** SUPPLIED DATA follows **
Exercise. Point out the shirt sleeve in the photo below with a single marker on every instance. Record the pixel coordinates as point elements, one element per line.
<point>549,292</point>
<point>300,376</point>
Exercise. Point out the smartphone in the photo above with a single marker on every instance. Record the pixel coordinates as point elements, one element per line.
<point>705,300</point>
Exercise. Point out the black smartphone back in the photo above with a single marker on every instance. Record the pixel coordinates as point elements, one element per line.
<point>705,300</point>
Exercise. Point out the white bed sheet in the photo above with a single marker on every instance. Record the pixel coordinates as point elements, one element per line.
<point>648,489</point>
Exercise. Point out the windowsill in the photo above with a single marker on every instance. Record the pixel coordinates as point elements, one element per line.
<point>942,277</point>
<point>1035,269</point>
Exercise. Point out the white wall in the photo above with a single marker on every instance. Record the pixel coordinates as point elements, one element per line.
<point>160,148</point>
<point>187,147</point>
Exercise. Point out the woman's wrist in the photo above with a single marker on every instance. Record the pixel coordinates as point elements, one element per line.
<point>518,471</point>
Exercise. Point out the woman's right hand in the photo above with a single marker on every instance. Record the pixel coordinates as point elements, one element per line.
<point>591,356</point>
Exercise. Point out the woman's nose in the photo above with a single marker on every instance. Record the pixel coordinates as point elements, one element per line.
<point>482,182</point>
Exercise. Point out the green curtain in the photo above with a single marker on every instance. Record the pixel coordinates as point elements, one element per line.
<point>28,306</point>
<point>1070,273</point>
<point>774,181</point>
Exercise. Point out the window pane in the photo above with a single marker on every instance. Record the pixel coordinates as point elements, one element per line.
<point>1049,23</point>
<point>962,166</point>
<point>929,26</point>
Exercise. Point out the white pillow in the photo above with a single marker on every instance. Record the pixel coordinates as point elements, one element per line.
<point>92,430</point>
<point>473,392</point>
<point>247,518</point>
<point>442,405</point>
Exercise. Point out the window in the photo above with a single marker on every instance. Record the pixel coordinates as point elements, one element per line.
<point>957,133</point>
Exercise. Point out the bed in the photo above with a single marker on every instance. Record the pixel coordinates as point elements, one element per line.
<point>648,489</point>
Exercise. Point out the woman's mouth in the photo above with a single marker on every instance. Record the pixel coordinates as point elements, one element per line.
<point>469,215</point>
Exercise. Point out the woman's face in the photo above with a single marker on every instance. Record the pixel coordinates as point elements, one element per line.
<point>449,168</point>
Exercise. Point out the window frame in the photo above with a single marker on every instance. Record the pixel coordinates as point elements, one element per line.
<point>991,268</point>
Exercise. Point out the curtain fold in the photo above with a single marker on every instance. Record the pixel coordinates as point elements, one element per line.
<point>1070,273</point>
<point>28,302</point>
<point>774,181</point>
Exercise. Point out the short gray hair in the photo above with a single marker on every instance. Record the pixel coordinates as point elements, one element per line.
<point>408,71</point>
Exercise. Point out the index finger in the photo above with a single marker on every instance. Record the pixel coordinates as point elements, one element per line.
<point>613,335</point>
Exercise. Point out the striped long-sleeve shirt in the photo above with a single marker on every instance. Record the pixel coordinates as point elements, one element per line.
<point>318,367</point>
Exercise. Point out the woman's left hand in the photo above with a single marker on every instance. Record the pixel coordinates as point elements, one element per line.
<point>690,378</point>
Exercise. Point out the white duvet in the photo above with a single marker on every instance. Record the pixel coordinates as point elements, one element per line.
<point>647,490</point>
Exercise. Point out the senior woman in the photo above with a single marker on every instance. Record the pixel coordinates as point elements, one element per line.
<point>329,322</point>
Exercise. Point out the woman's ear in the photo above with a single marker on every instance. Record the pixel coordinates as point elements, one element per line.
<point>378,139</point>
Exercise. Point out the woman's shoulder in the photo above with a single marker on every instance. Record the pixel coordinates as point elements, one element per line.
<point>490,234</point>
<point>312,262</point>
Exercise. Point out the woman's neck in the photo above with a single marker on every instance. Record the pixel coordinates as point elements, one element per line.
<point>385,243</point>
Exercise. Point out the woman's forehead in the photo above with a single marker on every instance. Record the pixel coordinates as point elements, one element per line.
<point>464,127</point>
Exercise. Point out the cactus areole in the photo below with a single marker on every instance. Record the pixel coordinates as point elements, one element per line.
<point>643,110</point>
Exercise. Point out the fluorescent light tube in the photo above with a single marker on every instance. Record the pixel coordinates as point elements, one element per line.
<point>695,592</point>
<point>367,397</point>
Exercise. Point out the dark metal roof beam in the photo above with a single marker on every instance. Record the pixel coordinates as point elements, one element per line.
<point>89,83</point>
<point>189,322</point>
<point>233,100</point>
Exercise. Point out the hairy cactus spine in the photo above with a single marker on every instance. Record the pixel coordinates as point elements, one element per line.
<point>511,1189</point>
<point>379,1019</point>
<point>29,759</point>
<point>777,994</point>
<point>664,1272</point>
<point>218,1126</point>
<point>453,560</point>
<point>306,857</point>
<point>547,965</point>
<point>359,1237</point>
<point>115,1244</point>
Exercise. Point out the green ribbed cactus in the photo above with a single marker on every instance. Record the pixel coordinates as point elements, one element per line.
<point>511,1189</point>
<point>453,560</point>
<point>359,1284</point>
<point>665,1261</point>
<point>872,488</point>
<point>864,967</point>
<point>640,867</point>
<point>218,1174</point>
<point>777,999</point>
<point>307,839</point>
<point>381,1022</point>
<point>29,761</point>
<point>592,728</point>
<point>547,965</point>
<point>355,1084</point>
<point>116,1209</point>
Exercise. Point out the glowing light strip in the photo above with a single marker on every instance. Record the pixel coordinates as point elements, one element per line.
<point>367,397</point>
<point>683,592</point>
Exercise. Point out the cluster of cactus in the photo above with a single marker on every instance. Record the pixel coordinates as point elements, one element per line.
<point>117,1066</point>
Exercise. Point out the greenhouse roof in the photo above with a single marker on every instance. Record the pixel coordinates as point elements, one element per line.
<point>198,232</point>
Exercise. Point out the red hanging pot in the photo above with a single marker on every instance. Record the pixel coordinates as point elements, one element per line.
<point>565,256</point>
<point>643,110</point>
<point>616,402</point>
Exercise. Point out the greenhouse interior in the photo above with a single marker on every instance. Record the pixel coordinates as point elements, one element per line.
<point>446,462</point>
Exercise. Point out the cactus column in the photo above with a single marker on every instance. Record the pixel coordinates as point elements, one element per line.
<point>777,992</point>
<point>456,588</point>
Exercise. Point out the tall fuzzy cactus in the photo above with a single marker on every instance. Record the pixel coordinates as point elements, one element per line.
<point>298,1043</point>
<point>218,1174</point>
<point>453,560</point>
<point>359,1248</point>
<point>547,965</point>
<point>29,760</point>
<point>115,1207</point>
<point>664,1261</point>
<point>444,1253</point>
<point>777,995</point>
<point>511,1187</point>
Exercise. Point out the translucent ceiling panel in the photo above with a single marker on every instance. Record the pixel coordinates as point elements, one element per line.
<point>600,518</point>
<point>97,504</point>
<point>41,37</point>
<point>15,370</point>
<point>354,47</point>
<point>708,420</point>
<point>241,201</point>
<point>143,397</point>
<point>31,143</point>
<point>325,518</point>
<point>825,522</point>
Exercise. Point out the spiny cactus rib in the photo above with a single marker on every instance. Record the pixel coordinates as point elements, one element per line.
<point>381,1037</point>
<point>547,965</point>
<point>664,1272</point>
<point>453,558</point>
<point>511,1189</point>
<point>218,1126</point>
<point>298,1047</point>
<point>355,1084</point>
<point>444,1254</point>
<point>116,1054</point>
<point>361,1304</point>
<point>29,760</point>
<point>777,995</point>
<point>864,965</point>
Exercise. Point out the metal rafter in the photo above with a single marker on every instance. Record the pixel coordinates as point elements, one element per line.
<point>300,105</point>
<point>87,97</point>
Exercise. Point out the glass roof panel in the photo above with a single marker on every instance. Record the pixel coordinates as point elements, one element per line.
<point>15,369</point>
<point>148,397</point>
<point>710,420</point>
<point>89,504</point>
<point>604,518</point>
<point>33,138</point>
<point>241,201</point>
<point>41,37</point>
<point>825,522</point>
** End of SUPPLIED DATA **
### PROBLEM STATEMENT
Please transcribe word for word the lines from the line with "Exercise. Point out the glass" to the end of the material, both ends included.

### ANSWER TO THIS PROBLEM
Exercise. Point out the glass roof panel in the photo above with a single marker on every instance. Record the pixel coordinates as point elements, one element per line.
<point>15,369</point>
<point>148,397</point>
<point>710,420</point>
<point>89,504</point>
<point>604,518</point>
<point>33,138</point>
<point>241,201</point>
<point>41,37</point>
<point>825,522</point>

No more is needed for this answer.